| 文本节选 |
■ ■ ■
57. Insert Interval

Given a set of non-overlapping intervals, insert a new interval into the intervals (merge if necessary).

You may assume that the intervals were initially sorted according to their start times.

Example 1:

Input: intervals = [[1,3],[6,9]], newInterval = [2,5]
Output: [[1,5],[6,9]]

Example 2:

Input: intervals = [[1,2],[3,5],[6,7],[8,10],[12,16]], newInterval = [4,8]
Output: [[1,2],[3,10],[12,16]]
Explanation: Because the new interval [4,8] overlaps with [3,5],[6,7],[8,10].

解1:正常解法，时间复杂度O(n)

class Solution {
public:
    vector<vector<int>> insert(vector<vector<int>>& intervals, vector<int>& newInterval) {
        vector<vector<int>> res;
        int n = intervals.size();
        int i = 0;
        
        while(i < n && intervals[i][1] < newInterval[0])
        {
            res.push_back(intervals[i]);
            ++i;
        }
           
        while(i < n && intervals[i][0] <= newInterval[1])
        {
            newInterval[0] = min(newInterval[0], intervals[i][0]);
            newInterval[1] = max(newInterval[1], intervals[i][1]);
            ++i;
        }
        
        res.push_back(newInterval);
        while(i < n)res.push_back(intervals[i++]);
        return res;
    }
};

 

解2:利用STL函数equal_range()进行二分查找

class Solution {
public:
    vector<vector<int>> insert(vector<vector<int>>& intervals, vector<int>& newInterval) {
        auto compare = [](vector<int> a, vector<int> b) {return a[1] < b[0];};
        auto itRange = equal_range(intervals.begin(),intervals.end(),newInterval,compare);
        auto it1 = itRange.first, it2 = itRange.second;
        if (it1 == it2)
■ ■ ■
| 任务 |
用两句话概括上面这段关于插入区间问题的文本。 请只依据上面的文本作答。

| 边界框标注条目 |
■ ■ ■
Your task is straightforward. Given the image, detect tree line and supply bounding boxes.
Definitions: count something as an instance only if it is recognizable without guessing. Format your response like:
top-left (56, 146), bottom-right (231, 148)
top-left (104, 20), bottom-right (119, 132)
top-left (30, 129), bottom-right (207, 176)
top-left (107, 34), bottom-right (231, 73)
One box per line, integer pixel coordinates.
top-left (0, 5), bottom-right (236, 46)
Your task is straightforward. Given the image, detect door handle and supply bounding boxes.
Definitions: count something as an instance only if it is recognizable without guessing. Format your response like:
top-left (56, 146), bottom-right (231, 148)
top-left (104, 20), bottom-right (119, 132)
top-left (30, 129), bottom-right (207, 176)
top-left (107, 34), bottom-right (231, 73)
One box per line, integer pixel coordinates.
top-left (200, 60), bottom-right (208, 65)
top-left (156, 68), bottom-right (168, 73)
■ ■ ■
| 解答 |
文本介绍了插入区间问题：给定一组互不重叠、按起点排序的区间，要插入一个新区间，必要时进行合并，并附有两个输入输出示例。文本随后给出两种解法，一种是时间复杂度为O(n)的常规解法，另一种是利用STL函数equal_range()进行二分查找。